[Extracted data entries]
--- begin ---
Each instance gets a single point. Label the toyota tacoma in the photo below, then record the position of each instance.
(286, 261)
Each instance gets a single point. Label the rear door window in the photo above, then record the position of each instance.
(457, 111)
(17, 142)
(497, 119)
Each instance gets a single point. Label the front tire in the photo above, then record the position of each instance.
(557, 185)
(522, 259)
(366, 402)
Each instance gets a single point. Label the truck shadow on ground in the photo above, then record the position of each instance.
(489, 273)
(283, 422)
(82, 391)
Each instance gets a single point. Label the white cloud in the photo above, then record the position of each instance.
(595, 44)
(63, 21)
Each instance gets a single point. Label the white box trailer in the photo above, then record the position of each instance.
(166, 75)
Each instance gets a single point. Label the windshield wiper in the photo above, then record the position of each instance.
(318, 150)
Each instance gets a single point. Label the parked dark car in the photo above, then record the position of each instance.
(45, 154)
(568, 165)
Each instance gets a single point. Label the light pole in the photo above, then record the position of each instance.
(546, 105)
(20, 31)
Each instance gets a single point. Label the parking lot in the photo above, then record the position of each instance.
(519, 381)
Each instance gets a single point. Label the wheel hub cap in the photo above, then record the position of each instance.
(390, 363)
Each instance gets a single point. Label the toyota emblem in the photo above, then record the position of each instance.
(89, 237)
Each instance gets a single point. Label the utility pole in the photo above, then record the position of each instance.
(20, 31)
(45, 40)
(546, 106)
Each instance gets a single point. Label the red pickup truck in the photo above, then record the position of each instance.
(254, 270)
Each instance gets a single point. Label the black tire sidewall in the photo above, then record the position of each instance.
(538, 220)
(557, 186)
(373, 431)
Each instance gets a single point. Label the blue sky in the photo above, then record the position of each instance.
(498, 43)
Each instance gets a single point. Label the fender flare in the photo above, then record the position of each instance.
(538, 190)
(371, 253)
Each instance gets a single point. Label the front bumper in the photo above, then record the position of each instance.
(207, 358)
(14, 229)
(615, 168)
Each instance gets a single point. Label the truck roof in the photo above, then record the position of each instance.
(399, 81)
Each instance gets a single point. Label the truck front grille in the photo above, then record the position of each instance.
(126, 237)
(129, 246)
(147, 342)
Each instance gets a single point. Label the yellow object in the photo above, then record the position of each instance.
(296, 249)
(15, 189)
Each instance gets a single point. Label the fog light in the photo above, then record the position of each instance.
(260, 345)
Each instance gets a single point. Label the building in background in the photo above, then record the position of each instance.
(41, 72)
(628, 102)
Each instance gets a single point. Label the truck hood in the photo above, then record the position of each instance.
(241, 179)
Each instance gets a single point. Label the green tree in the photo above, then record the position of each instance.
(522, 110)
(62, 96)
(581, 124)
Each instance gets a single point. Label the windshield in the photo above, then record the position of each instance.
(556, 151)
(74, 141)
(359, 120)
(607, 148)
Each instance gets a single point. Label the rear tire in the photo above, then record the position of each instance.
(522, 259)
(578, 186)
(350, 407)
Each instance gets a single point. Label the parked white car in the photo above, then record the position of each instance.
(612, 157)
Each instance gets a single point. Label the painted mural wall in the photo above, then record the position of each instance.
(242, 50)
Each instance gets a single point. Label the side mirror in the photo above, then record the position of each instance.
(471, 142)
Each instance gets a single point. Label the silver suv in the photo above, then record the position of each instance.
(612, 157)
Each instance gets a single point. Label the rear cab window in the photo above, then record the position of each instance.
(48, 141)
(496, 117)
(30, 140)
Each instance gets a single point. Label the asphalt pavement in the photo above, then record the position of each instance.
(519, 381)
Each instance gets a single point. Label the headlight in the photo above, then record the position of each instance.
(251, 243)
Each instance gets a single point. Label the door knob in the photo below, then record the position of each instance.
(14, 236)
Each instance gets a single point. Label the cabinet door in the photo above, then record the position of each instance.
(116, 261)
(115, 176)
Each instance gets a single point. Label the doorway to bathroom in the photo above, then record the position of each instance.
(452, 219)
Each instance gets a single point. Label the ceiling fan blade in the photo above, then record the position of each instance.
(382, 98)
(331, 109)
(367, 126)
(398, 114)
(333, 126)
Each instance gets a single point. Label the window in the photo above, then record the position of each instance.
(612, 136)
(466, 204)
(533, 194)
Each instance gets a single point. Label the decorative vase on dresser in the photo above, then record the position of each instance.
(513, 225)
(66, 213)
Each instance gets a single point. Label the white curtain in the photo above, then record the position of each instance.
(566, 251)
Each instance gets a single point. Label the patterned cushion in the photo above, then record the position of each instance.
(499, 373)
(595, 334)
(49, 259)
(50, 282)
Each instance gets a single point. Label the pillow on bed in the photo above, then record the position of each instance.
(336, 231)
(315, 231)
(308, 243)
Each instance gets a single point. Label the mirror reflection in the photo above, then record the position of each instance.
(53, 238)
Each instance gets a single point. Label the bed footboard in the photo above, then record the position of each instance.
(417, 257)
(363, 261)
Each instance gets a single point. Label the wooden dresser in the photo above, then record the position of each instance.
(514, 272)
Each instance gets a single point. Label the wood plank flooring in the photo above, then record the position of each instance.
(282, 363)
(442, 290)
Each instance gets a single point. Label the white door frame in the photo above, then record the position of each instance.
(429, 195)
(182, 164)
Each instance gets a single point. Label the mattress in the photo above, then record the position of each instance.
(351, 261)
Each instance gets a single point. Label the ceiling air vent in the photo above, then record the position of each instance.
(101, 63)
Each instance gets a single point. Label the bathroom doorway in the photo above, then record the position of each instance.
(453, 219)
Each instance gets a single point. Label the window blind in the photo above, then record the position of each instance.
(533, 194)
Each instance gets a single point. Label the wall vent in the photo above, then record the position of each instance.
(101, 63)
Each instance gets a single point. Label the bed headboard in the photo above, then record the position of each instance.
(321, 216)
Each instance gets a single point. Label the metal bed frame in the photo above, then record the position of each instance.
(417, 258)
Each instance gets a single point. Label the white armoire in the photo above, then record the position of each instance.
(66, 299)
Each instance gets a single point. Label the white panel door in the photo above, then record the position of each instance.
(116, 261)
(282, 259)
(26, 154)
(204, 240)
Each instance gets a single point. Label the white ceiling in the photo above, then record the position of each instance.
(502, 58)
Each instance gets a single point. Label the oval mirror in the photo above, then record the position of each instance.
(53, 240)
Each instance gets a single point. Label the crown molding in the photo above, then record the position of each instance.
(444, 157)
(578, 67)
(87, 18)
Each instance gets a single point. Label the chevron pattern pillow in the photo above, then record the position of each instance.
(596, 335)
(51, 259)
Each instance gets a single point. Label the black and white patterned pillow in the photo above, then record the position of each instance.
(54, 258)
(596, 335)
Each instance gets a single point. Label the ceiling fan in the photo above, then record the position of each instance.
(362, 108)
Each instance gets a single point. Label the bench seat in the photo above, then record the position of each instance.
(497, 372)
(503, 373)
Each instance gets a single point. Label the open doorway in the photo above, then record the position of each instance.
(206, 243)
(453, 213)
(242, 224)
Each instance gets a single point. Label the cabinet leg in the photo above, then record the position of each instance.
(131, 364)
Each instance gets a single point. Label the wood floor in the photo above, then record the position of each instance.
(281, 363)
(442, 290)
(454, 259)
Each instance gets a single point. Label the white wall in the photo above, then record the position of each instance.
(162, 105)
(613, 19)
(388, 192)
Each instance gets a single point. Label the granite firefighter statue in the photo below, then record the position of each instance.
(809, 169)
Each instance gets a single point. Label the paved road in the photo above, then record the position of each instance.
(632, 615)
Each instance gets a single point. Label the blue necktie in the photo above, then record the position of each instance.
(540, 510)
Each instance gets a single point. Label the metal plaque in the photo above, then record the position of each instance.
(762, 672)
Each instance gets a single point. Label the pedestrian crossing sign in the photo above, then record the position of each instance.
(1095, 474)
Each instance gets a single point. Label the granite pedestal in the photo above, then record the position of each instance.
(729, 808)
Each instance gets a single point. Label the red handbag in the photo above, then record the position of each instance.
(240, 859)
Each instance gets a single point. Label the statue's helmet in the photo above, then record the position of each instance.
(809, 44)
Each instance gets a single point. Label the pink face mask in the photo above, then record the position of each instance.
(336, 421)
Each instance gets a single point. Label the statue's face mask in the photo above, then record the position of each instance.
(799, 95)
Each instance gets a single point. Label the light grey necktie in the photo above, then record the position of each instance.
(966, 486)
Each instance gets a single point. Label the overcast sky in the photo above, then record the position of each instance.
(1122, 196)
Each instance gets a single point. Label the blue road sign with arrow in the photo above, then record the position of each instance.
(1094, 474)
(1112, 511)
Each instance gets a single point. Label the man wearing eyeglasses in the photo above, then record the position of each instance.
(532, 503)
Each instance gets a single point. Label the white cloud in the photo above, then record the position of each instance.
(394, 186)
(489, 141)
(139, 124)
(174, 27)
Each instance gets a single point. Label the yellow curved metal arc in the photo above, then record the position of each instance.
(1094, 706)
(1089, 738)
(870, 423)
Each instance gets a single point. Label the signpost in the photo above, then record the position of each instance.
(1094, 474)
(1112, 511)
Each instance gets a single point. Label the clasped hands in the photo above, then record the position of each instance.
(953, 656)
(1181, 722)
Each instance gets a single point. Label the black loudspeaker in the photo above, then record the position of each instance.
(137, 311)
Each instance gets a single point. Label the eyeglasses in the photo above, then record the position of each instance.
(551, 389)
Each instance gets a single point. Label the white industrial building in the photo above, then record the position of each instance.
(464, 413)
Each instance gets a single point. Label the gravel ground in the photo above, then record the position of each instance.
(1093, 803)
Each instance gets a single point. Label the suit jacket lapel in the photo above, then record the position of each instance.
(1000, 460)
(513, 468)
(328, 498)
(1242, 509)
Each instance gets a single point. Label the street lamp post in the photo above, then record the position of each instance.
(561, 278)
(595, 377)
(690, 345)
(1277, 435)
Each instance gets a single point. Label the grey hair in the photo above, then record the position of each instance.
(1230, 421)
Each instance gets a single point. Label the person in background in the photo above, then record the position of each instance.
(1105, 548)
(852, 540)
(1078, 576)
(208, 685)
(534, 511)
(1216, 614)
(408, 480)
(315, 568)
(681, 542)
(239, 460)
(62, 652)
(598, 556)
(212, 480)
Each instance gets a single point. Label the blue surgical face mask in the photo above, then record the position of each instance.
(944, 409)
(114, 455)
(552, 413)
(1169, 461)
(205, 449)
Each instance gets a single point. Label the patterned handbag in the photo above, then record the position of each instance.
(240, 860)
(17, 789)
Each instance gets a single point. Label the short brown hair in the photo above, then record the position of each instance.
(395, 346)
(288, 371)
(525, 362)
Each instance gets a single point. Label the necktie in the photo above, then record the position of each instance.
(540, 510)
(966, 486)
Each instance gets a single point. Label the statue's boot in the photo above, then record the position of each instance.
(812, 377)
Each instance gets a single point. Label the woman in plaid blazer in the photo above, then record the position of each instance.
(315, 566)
--- end ---
Work instructions
Return, unchanged, each line from the line containing "Each instance gets a single point. Label the white industrial" through the last line of the material.

Result of this exercise
Each instance gets a single point. Label the white industrial building in the photo above, then record the position of each instance.
(464, 413)
Each instance gets a single point. Label the gravel ground in the photo above, then record the position of each instance.
(1093, 803)
Each instance gets a single point. Label the suit jacket lapel in the photo above, then record the position of each instance.
(1000, 460)
(513, 468)
(328, 498)
(1242, 509)
Each instance gets a single point. Label the street lamp post in the photo above, then record the position of each instance.
(561, 278)
(595, 377)
(690, 345)
(1277, 435)
Each instance gets a single point. Label the grey hair in the photo above, then record the position of each instance.
(1230, 421)
Each instance gets a single point. Label the person in background in the photo above, then record the position of each instance.
(1105, 548)
(852, 540)
(1078, 576)
(208, 685)
(534, 511)
(1216, 614)
(408, 480)
(315, 568)
(681, 542)
(239, 460)
(62, 652)
(598, 556)
(212, 480)
Each instance gets a single point. Label the blue surgical face mask in the photo above, then record the position of each instance.
(944, 409)
(114, 455)
(552, 413)
(1169, 461)
(205, 449)
Each instance gets a single point. Label the patterned handbag in the photo above, then record the position of each instance.
(240, 860)
(17, 789)
Each instance gets a single point. Label the short brown hair in the photo above, then record the position of each instance.
(395, 346)
(288, 371)
(525, 362)
Each instance gets a single point. Label the necktie in the photo above, then record the position of each instance.
(540, 510)
(966, 486)
Each instance gets a single point. Label the statue's boot in the photo above, then record the position of each instance.
(812, 377)
Each instance gets a single point. Label the woman in plaid blazer in the photo above, then record the position of each instance.
(315, 566)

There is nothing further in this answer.